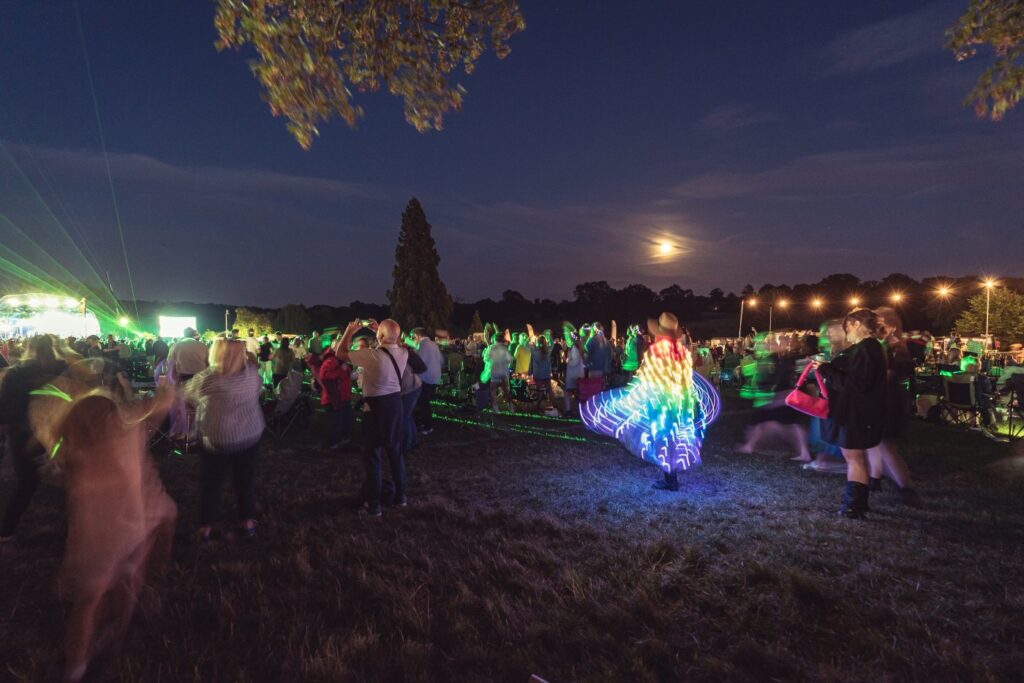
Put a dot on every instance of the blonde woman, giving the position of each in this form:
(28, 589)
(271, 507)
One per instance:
(230, 424)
########################################
* _What you have to do_
Can you write out all of the items again, requests included, with each coordinate in the answers shifted by 122 and the pictures left out? The coordinates inside the requests should stay unchanged.

* _Response below_
Put a dot on every instance of the blonde woman, giving the position of each in this form:
(28, 589)
(271, 507)
One per instance:
(352, 546)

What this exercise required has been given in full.